-- Selected excerpt --
____________________

Wall Street is feasting off Main Street’s pain
Thanks for reading the proposal to help stem the wave of high interest rate bankruptcy. The basic idea is similar to the old Direct Student Loan program, loans for those with no conventional security, except that it's limited to retiring high interest debt. The government might demand special means of collecting, as it does with the student loans. The perfect storm of a bad economy, new bankruptcy laws. floating interest rates and default insurance is sending millions slouching towards bankruptcy. This program helps those who would not be in distress at reasonable interest rates. More is needed of course, and the government must lead the way because the jokers who lent us into this disaster invariably ask the government to collect for them, the jokers who borrow declare bankruptcy, and the judge must follow government rules in resolving the mess. Mr. Bauder, what do you think is the best proposal to divert the bankruptcy stampede?— January 18, 2010 11:39 p.m.
Wall Street is feasting off Main Street’s pain
The government and the Fed should loan directly. The banks will not refinance their scandalously profitable credit card debt and the bloated payments are stifling the world economy. The government should refinance directly, secured by future tax returns and Social Security payments. This program, universally available at perhaps nine percent, would force the credit card companies to lower their rates to match, or loan their money elsewhere as a result of their cashed up position, Banks could administer the program, and this might break down the monolithic Wall Street opposition to reform. This program might pay for itself, but if it loses money helping those hoodwinked into 29% interest rates, at least it helps the victims as well as the perps of the fraud that is modern banking. The previous bailouts mostly helped those who should be styling orange jumpsuits on the courtroom catwalk, while preserving their "right" to seize assets under the absurd terms of the new bankruptcy laws. A Main Street bailout would be very popular, and an election approaches.— January 16, 2010 5:22 p.m.
Fabiani pushes Chargers stadium at Tailgate Park
The press might be damned, but I hope before that happens that the Ghost of Christmas Future might give the press and the Spanos family a ride on the LA freeways to the City of Industry at one in the afternoon. Perhaps they might learn before it's too late that millions can't replace a Mission Valley afternoon, and that a beer and the truth tastes better than the Spanos buffet. Perhaps someone will learn the difference between being loved as a public benefactor and hated as a notorious miser. Just kidding, we know these people. They deserve LA. But LA might not have room. The main difference between Los Angeles and Damnation is that the road to Damnation has no clogged freeways. Meanwhile we should SAVE OUR STADIUM. You never know-- the Saints might come marching in.— December 30, 2009 10:19 p.m.

____________________

-- Work task --
Extract the passage of the reader comments between "Fabiani pushes Chargers" and "2009 10:19 p.m.", inclusive, copying it word for word.

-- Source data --
____________________

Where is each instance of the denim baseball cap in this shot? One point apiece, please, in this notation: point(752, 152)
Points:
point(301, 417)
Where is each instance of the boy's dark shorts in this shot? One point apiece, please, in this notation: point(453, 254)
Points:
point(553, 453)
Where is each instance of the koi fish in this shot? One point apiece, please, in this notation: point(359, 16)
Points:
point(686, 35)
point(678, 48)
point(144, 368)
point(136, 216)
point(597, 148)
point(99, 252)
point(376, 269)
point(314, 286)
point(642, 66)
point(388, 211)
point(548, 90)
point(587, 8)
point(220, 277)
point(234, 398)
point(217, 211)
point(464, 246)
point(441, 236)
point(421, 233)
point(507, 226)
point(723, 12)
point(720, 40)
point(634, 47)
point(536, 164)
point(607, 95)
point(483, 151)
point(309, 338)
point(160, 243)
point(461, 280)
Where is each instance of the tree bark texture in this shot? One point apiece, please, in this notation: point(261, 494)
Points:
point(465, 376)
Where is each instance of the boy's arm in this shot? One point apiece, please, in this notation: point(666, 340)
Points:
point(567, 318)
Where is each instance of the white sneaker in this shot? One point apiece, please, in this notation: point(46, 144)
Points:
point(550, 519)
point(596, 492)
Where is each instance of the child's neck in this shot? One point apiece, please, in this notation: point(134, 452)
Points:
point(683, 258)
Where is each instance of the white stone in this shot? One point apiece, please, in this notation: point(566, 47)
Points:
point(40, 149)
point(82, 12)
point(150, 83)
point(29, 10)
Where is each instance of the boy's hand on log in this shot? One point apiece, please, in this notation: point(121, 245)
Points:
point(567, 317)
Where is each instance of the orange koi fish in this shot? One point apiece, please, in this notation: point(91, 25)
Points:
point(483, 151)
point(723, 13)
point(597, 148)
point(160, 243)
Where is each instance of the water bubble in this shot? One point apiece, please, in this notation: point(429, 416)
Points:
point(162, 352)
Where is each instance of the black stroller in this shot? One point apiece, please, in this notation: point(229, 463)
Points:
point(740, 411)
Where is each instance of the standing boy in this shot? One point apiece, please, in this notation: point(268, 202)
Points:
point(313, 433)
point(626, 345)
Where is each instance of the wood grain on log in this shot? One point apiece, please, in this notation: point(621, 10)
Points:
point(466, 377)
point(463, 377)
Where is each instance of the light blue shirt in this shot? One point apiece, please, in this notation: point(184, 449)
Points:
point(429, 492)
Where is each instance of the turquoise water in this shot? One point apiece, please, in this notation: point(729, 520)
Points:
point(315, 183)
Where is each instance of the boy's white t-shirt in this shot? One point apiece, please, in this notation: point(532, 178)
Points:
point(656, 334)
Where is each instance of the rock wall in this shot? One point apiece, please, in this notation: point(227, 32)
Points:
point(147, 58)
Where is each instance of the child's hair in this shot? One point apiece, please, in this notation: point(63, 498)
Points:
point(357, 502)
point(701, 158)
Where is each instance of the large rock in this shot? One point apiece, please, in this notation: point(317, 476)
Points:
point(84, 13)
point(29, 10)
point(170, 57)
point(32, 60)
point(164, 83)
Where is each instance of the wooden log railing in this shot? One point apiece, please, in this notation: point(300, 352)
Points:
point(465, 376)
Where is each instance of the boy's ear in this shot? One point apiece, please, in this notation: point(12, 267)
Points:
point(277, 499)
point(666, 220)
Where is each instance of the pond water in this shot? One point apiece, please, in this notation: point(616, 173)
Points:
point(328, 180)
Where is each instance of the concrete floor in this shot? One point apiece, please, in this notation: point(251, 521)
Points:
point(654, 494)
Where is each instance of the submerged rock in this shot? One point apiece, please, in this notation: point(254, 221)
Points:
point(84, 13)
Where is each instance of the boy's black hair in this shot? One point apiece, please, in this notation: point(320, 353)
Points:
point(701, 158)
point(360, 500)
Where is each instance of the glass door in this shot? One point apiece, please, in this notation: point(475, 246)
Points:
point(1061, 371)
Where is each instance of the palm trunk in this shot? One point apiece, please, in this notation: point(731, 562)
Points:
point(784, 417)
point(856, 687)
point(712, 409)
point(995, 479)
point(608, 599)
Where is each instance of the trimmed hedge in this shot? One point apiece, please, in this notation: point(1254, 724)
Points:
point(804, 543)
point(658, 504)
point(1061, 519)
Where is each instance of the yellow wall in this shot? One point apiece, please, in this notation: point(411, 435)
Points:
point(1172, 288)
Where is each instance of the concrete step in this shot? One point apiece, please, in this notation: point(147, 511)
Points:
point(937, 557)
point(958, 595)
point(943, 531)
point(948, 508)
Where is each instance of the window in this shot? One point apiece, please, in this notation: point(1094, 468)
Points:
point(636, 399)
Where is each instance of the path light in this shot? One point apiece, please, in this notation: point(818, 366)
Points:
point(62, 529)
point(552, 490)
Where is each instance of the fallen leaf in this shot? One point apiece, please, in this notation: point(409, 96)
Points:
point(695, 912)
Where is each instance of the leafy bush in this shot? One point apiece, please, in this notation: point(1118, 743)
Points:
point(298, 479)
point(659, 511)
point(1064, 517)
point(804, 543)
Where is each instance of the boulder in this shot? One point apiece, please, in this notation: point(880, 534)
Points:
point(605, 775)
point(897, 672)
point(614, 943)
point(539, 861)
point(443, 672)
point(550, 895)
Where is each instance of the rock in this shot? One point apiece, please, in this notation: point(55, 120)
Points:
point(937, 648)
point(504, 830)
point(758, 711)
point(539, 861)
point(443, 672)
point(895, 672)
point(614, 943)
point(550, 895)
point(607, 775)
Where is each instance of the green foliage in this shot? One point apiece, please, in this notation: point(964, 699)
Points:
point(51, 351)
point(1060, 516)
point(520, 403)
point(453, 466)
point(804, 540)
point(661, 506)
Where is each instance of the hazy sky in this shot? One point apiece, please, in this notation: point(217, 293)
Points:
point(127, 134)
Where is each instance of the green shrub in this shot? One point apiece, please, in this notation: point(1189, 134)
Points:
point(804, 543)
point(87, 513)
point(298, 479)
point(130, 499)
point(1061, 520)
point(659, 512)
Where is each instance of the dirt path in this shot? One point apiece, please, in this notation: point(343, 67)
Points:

____________________

-- Finished exercise --
Fabiani pushes Chargers stadium at Tailgate Park
The press might be damned, but I hope before that happens that the Ghost of Christmas Future might give the press and the Spanos family a ride on the LA freeways to the City of Industry at one in the afternoon. Perhaps they might learn before it's too late that millions can't replace a Mission Valley afternoon, and that a beer and the truth tastes better than the Spanos buffet. Perhaps someone will learn the difference between being loved as a public benefactor and hated as a notorious miser. Just kidding, we know these people. They deserve LA. But LA might not have room. The main difference between Los Angeles and Damnation is that the road to Damnation has no clogged freeways. Meanwhile we should SAVE OUR STADIUM. You never know-- the Saints might come marching in.— December 30, 2009 10:19 p.m.